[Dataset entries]
:::

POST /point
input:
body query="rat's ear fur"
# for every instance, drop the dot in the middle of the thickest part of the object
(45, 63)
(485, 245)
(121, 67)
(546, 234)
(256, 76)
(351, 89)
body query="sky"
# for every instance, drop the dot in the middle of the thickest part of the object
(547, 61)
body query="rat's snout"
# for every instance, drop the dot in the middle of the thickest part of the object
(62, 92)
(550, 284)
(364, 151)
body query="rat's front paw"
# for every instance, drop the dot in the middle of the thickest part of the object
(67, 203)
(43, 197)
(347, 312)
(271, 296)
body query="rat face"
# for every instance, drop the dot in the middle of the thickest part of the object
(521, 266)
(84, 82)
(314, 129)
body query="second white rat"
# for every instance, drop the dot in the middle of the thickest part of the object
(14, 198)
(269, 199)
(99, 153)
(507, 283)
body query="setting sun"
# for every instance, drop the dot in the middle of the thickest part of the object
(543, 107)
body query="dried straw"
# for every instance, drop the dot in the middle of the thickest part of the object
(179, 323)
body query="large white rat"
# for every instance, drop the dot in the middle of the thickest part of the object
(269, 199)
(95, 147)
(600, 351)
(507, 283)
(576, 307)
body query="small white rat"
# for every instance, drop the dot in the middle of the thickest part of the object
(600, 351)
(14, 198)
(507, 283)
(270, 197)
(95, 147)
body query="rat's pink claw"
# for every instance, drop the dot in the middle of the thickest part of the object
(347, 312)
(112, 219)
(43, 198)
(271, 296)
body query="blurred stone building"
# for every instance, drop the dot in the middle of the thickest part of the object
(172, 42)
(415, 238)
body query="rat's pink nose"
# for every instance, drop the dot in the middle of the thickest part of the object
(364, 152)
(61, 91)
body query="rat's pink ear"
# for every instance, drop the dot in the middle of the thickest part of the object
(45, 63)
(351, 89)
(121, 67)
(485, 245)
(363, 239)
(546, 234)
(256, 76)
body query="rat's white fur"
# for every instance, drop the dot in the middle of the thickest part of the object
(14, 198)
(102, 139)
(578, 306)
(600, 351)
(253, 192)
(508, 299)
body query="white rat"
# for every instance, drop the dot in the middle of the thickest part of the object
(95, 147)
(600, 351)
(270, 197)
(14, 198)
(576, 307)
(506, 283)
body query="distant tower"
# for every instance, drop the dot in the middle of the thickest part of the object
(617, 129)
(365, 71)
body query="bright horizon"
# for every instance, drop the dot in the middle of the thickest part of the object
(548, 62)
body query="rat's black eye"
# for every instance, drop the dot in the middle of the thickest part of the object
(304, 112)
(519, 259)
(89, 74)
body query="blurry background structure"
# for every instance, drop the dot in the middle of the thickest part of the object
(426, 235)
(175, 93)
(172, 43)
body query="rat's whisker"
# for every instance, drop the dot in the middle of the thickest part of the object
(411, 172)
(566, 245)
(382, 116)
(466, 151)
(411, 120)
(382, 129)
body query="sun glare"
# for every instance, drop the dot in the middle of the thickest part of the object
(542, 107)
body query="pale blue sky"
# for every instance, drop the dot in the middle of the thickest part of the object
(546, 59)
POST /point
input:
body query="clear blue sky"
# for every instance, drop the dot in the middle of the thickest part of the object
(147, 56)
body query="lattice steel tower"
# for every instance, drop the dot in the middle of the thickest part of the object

:::

• [TASK PROMPT]: Every line above is to be transcribed exactly.

• [RESPONSE AREA]:
POST /point
input:
body query="rat's ear fur"
# for every instance, drop the dot in the middle of the thickest part of the object
(45, 63)
(485, 245)
(121, 67)
(546, 234)
(256, 76)
(351, 89)
body query="sky"
# for every instance, drop the dot in the middle of the thickest part of the object
(547, 61)
body query="rat's snout"
# for every instance, drop the dot in the middle of the thickest part of the object
(62, 92)
(550, 284)
(364, 151)
body query="rat's front paw"
# for every instance, drop the dot in the middle of the thickest part of the object
(67, 203)
(43, 197)
(347, 312)
(271, 296)
body query="rat face"
# for every instance, drop the dot in the middle of the thickest part of the object
(521, 266)
(84, 82)
(314, 129)
body query="second white rat"
# for every instance, drop the dot in the middle of the thickest part of the object
(14, 198)
(269, 199)
(99, 153)
(507, 283)
body query="setting sun"
# for every instance, drop the dot in the middle of the thickest part of the object
(543, 107)
body query="dried straw"
# for every instance, drop the dot in the middle of the thickest part of the object
(179, 323)
body query="large white rat"
# for every instance, drop the dot in the middle of the thickest part of the object
(269, 199)
(95, 147)
(600, 351)
(507, 283)
(576, 307)
body query="small white rat"
# for every instance, drop the dot in the middle of the thickest part of the object
(600, 351)
(14, 198)
(507, 283)
(270, 197)
(95, 147)
body query="rat's pink claw"
# for every instance, drop the dot in the middle of the thickest part of the object
(347, 312)
(112, 219)
(43, 198)
(271, 296)
body query="blurred stone building"
# for every instance, drop the dot in the middle of the thickest part of the object
(172, 42)
(415, 238)
body query="rat's pink nose"
# for every instance, drop the dot in the middle of the thickest part of the object
(364, 152)
(61, 91)
body query="rat's pink ear"
# for every instance, drop the dot in the middle of the thickest part of the object
(45, 63)
(351, 89)
(121, 67)
(485, 245)
(363, 239)
(546, 234)
(256, 76)
body query="rat's white fur"
# for every instance, drop the dot in the middle of the thickest part of the object
(14, 198)
(102, 139)
(578, 306)
(600, 351)
(253, 192)
(508, 299)
body query="white rat"
# for every instance, drop the dot in the middle of the thickest part of the object
(95, 147)
(600, 351)
(270, 197)
(14, 198)
(576, 307)
(506, 283)
body query="distant tower"
# for every instance, drop the dot in the middle of the thickest part of the object
(617, 129)
(365, 71)
body query="bright horizon"
# for every instance, drop the dot in the middle of the thickest part of the object
(548, 62)
body query="rat's black eye"
# for every instance, drop the dot in the middle of the thickest part of the object
(304, 112)
(519, 259)
(89, 74)
body query="blurry background structure"
# for every instance, drop the dot in the middle of the thickest part of the object
(426, 235)
(175, 93)
(172, 43)
body query="rat's whisker"
# for every instance, drop the dot in the middle of the thickest part of the object
(411, 172)
(566, 245)
(382, 116)
(466, 151)
(411, 120)
(382, 129)
body query="sun glare"
# for every instance, drop the dot in the middle of the thickest part of the object
(542, 107)
body query="pale blue sky"
# for every instance, drop the dot in the middle of the thickest part of the object
(546, 59)
POST /point
input:
body query="clear blue sky"
# for every instance, drop the dot in the middle of the thickest part of the object
(147, 56)
body query="lattice steel tower"
# for every instance, drop the dot in the middle of the thickest part of the object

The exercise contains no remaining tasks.